◆ **Tasks**
#1 List every author or editor named in the Reclaim the Stars interview introduction.
#2 According to the Reclaim the Stars interview introduction, what makes the anthology absolutely unmissable for the interviewer?
#3 Resume the Reclaim the Stars interview introduction after its last sentence.

◆ **Document section**

────────────────

Our Friend is Here! An Interview with Circe Moskowitz and Linda Raquel, Contributing Authors of Reclaim the Stars – On the Catharsis of Stories, Writerly Dreams, & Latine Book Recommendations

Our Friend is Here! is a guest feature at The Quiet Pond, where authors, creatives, and fellow readers, are invited to ‘visit’ the Pond! In Our Friend is Here! guest posts, our visitors (as their very own unique character!) have a friendly conversation about anything related to books or being a reader — and become friends with Xiaolong and friends.

Our Friend is Here: Latine Heritage Month Edition is a month-long event at The Quiet Pond between September 15 – October 15, where we invite Latine authors to celebrate being Latine and Latine books! Find the introduction post for Latine Heritage Month here.

It’s no secret that we here at the Pond love cheerleading and supporting diverse debut authors at the very start of their writerly journeys. Reclaim the Stars, edited by Zoraida Córdova, is a Latine SFF YA anthology that has been super hype for me ever since it was announced — a whole new anthology of diverse YA speculative short stories, featuring beloved authors like Anna-Marie McLemore and Nina Moreno! — but the fact that there are two excellent debut authors among its lineup of writers makes this book absolutely unmissable for me. Today, I am overjoyed to be sitting down for a chat with rising stars Circe and Linda about their stories in the anthology, their writing inspiration, and dreams about the future!

I’ve personally long been a fan of Circe’s writing ✨ aesthetic ✨, and Linda’s anthology contribution about generational curses sounds like everything I love in a story. Circe is joining us today as a cheeky hyena with a skull, while Linda is an adorable manatee with a sunflower behind their ear. It’s always so fun to get to talk to authors on the very cusp of their journey like this, and all of us at the Pond absolutely cannot wait to see where the places Circe and Linda will go from here. For now, onwards to the interview!

Reclaim the Stars: Seventeen Tales Across Realms & Space, edited by Zoraida Cordova

From stories that take you to the stars, to stories that span into other times and realms, to stories set in the magical now, RECLAIM THE STARS takes the Latin American diaspora to places fantastical and out of this world.

────────────────

◆ **Extracted data**

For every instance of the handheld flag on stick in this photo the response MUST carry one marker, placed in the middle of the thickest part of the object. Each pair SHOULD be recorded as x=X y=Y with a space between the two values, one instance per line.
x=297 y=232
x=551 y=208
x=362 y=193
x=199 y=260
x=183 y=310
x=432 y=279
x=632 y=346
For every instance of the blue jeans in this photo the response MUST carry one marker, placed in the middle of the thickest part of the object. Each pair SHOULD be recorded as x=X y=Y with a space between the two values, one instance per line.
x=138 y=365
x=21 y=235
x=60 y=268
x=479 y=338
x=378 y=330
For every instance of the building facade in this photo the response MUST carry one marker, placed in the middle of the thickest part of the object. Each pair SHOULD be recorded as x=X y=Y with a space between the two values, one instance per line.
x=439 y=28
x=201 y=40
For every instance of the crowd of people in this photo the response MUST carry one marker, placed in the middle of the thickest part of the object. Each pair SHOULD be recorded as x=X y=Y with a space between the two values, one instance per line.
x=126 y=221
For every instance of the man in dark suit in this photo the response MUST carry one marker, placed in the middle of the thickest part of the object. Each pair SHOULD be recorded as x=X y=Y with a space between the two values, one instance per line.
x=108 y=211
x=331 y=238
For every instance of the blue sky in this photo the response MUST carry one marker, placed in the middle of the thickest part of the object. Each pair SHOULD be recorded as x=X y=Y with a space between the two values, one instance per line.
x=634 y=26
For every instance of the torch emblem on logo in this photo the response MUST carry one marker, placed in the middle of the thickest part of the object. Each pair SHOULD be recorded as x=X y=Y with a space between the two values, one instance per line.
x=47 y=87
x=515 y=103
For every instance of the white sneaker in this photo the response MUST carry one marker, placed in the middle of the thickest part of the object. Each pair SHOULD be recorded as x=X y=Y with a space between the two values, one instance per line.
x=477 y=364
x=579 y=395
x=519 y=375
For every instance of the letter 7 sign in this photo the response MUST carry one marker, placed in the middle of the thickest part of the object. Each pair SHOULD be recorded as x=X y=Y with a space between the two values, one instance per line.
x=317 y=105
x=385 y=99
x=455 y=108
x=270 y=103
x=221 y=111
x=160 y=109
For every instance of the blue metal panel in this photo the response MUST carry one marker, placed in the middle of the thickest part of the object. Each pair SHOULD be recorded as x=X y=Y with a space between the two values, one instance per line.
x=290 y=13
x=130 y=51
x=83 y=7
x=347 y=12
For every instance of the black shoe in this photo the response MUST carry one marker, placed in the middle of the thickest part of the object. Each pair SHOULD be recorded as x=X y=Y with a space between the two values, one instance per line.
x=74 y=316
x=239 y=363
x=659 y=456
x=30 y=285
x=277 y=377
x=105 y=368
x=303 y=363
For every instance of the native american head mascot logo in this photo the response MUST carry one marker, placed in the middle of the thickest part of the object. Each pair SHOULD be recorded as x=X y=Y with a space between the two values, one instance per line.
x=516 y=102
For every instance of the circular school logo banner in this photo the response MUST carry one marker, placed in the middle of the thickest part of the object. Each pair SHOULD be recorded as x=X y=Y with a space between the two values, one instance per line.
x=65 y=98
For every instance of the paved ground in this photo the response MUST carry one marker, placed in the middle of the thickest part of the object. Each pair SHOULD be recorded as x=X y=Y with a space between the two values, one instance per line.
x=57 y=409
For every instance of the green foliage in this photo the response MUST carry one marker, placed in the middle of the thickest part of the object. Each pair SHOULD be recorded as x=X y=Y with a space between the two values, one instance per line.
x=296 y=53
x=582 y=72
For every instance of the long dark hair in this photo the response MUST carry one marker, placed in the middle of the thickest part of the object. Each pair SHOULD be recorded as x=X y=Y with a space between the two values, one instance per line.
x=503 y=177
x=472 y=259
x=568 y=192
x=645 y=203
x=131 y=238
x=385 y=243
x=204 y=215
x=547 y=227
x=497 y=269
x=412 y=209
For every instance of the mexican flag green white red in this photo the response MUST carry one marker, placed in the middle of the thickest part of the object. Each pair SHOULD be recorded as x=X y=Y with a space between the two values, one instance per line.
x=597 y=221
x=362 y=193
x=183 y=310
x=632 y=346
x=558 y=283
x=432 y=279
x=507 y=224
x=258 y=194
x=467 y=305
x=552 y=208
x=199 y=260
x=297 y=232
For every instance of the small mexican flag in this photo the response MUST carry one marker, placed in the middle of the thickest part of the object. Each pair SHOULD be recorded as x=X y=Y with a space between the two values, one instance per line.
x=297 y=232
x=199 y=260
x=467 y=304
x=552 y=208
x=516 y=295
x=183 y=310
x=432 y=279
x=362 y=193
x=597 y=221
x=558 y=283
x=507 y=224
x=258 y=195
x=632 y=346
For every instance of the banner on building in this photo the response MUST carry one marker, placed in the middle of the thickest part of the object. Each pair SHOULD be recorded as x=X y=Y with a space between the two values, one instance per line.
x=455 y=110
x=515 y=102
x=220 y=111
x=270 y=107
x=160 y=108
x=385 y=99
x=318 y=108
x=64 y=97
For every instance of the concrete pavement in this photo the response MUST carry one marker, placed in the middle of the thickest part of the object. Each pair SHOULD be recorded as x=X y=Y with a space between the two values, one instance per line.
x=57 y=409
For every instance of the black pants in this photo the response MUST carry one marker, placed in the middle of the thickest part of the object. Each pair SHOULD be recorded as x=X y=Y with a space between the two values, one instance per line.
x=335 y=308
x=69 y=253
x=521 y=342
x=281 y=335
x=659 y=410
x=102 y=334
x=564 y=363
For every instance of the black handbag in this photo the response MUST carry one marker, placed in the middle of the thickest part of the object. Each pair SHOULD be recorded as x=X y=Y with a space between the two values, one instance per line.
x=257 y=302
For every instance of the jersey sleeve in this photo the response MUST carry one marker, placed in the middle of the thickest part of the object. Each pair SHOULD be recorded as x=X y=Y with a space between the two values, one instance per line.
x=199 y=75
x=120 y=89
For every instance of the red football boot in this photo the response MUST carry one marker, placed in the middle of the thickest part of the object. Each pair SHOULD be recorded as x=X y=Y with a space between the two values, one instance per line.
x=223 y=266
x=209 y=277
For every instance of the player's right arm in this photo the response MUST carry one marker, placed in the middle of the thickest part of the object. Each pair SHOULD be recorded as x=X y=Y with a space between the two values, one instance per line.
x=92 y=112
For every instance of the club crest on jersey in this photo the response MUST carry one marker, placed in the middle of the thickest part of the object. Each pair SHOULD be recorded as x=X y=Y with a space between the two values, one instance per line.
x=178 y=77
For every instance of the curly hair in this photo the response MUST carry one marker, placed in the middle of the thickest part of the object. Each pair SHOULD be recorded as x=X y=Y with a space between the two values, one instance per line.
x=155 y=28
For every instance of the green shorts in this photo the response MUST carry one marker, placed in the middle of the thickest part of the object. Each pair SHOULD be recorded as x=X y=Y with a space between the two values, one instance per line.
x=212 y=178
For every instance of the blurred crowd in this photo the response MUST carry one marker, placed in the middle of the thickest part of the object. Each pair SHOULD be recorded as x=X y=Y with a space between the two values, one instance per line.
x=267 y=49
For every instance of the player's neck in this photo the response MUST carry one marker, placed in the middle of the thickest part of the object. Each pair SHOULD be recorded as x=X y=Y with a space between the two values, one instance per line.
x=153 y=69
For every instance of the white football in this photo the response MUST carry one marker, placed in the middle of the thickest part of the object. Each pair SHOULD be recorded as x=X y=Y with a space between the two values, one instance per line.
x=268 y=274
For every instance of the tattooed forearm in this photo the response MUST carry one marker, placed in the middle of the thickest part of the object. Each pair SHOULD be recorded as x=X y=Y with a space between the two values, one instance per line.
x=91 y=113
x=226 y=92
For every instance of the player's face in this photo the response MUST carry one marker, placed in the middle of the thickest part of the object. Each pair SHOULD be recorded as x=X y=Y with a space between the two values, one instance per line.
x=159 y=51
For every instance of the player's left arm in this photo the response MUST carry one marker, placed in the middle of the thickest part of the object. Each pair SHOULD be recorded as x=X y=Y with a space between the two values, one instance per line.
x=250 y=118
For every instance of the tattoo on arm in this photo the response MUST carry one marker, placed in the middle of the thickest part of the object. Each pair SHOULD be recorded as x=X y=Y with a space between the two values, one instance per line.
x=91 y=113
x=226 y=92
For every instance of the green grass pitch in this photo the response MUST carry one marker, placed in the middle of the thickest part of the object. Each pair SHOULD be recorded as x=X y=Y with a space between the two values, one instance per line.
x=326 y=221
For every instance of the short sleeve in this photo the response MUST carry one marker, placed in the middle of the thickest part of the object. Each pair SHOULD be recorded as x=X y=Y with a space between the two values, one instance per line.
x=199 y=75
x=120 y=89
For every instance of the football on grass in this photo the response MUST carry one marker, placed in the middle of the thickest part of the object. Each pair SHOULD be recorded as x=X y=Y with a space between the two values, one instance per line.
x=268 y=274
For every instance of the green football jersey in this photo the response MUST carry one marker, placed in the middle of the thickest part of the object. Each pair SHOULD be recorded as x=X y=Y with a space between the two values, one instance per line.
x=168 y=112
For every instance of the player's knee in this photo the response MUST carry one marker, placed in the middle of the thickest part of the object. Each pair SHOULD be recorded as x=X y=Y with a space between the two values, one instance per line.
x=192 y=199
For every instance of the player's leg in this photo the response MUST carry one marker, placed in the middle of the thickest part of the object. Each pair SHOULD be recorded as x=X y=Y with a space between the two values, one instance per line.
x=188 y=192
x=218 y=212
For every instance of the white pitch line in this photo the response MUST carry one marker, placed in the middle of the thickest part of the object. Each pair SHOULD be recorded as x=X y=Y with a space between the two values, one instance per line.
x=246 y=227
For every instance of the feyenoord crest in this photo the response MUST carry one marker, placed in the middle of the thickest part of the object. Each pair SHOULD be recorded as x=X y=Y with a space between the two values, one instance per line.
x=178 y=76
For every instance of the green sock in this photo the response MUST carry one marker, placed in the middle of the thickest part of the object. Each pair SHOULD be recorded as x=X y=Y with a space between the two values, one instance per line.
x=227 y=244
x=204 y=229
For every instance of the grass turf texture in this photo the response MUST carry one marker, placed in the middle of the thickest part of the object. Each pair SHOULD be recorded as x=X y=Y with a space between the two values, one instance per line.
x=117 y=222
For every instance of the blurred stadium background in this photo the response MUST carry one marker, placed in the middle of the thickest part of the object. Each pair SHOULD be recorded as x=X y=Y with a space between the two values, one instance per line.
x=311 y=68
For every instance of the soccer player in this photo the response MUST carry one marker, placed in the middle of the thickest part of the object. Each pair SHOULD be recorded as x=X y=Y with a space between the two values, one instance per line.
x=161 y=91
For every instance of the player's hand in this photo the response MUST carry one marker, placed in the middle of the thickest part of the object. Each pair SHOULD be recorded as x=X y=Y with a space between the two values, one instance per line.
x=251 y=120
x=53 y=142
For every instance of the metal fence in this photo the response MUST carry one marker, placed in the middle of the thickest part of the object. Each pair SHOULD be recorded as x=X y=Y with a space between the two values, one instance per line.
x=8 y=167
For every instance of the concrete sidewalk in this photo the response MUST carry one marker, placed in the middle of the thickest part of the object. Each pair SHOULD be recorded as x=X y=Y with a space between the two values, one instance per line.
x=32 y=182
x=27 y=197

────────────────

◆ **Replies**
#1 Circe Moskowitz, Linda Raquel, Zoraida Córdova, Anna-Marie McLemore, Nina Moreno

#2 Two excellent debut authors are among the anthology's lineup of writers. The Pond loves cheering on and supporting diverse debut authors at the start of their writing journeys.

#3
Follow princesses warring in space, haunting ghost stories in Argentina, mermaids off the coast of the Caribbean, swamps that whisper secrets, and many more realms explored and unexplored, this stunning collection of seventeen short stories breaks borders and realms to prove that stories are truly universal.

RECLAIM THE STARS features both bestselling and acclaimed authors, and two new voices in the genres, including Vita Ayala, David Bowles, J.C. Cervantes, Zoraida Córdova, Sara Faring, Romina Garber, Isabel Ibañez, Anna-Marie McLemore, Yamile Saied Méndez, Nina Moreno, Circe Moskowitz, Maya Motayne, Linda Raquel Nieves Pérez, Daniel José Older, Claribel A. Ortega, Mark Oshiro and Lilliam Rivera.

Find Reclaim the Stars on:
Goodreads | Indiebound | BookDepository | Bookshop [affiliate] | Amazon

Author Interview: Circe Moskowitz and Linda Raquel

Skye: Hello friends! Thank you so much for joining us today here at the Pond! For anyone just now discovering your work, could you tell us a little about yourself?

Circe: Hi, thanks so much for having me! I’m Circe Moskowitz, an Afro-Puerto Rican writer with a penchant for the macabre. I moved around a lot as a kid, so I don’t really consider myself “from” anywhere – but I currently live in the United States, where I spend my time dreaming up monsters and baking way too many cakes.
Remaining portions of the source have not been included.